**SUPPLIED ENTRIES:**
* * * * *

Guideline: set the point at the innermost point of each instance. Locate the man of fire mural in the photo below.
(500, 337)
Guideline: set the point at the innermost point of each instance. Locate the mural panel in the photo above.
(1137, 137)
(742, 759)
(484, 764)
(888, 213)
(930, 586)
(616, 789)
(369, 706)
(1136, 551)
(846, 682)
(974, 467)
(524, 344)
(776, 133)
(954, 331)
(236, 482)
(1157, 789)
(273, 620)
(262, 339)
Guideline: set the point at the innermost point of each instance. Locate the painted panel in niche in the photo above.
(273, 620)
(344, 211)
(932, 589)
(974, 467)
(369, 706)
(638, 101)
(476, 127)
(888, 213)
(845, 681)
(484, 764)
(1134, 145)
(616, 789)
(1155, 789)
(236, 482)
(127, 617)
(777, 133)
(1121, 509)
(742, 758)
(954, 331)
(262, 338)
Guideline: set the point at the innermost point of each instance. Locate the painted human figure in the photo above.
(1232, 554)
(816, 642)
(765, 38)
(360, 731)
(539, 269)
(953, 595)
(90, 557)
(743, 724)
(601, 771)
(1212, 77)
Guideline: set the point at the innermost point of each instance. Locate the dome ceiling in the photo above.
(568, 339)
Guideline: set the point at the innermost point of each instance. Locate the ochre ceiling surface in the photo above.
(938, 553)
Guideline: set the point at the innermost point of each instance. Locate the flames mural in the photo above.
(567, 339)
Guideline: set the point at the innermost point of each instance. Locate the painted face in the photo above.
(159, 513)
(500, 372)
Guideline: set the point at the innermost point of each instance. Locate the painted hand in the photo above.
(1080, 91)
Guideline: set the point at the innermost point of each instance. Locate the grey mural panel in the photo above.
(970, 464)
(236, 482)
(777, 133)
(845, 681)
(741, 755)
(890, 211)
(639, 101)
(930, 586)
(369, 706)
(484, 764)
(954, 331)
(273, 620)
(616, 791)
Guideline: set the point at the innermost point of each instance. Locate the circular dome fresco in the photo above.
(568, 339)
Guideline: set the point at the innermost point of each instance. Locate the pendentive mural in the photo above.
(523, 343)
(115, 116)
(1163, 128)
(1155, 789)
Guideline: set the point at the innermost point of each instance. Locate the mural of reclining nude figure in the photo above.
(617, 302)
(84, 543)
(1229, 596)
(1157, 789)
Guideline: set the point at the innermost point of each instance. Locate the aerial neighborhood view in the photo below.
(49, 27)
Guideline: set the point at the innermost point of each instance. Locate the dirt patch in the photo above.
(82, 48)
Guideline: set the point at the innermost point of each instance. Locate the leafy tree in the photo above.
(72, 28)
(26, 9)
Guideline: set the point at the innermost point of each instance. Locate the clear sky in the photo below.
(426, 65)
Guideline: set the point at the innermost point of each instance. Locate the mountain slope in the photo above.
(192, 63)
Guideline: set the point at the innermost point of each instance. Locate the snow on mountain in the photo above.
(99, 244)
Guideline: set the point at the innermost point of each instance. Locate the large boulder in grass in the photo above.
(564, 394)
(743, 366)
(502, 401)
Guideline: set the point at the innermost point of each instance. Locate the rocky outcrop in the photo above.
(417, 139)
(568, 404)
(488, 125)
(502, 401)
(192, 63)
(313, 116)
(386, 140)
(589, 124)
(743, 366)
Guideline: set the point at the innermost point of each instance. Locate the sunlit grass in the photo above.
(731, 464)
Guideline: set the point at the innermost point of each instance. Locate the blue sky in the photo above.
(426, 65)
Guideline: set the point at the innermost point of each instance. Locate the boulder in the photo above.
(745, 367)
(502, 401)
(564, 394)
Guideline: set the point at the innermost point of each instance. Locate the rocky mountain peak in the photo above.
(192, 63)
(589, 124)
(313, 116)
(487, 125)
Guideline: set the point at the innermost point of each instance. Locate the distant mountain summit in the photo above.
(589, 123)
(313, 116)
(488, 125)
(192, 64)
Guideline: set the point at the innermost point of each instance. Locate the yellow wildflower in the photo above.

* * * * *

**SET PROBLEM:**
Can you rewrite the stretch of lines above, from the one containing "peak in the photo above." through the end, raising every coordinate by 84 and keeping all other wording unchanged?

**REPLY:**
Guideline: set the point at the innermost point of each instance. Locate the rocky mountain peak in the photo above.
(276, 147)
(673, 208)
(397, 200)
(571, 209)
Guideline: set the point at the innermost point of each instance. Locate the distant mountain summit in the photo above.
(673, 207)
(397, 200)
(572, 209)
(276, 148)
Guideline: set the point at the innermost point of each instance. Locate the yellow wildflower in the photo above.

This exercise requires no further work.